**Directive 1**
Translate this sentence from the text on the marketing journal into Spanish: "While managers are a cornerstone of the modern market economy, people might negatively stereotype managers' morality."

Marketing ZFP – Journal of Research and Management publishes four issues and 16-20 peer-reviewed articles per year. As subscriber you find fulltext access (PDF) and search function to the complete archive of all issues on elibrary.vahlen.de.
Please find detailed information on the current issues below:
ISSUE 4/2025
Negative Moral Stereotypes of Managers: Antecedents, Consequences, and Boundary Conditions
Jacqueline Schmidt, Sascha Alavi, Jan Wieseke, and Johannes Habel
While managers are a cornerstone of the modern market economy, people might negatively stereotype managers’ morality. This study reveals that negative moral stereotypes of managers are associated with destabilized public trust in the economic system, thereby relating to an essential precondition of the welfare of the market economy. Further, negative moral stereotypes of managers arise if people perceive managers as homogeneous and have low personal contact with them, particularly if people perceive high levels of corporate corruption and unfair competitive behavior among companies. With these findings, this study moves beyond existing literature and provides policymakers with cues on what might reduce negative moral stereotypes of managers, thereby preventing negative consequences for people’s trust in the economic system. (-> to the Executive Summary)

**Directive 2**
Duplicate the entire point labeling listing below line for line, with nothing altered.

Examples of point labeling

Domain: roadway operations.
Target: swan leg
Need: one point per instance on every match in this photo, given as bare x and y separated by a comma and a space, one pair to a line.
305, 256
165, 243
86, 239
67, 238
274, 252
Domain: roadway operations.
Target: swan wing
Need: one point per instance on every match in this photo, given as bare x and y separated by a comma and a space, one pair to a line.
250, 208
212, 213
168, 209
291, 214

**Written reply 1**
Aunque los directivos son un pilar de la economía de mercado moderna, la gente podría estereotipar negativamente la moralidad de los directivos.

**Written reply 2**
Domain: roadway operations.
Target: swan leg
Need: one point per instance on every match in this photo, given as bare x and y separated by a comma and a space, one pair to a line.
305, 256
165, 243
86, 239
67, 238
274, 252
Domain: roadway operations.
Target: swan wing
Need: one point per instance on every match in this photo, given as bare x and y separated by a comma and a space, one pair to a line.
250, 208
212, 213
168, 209
291, 214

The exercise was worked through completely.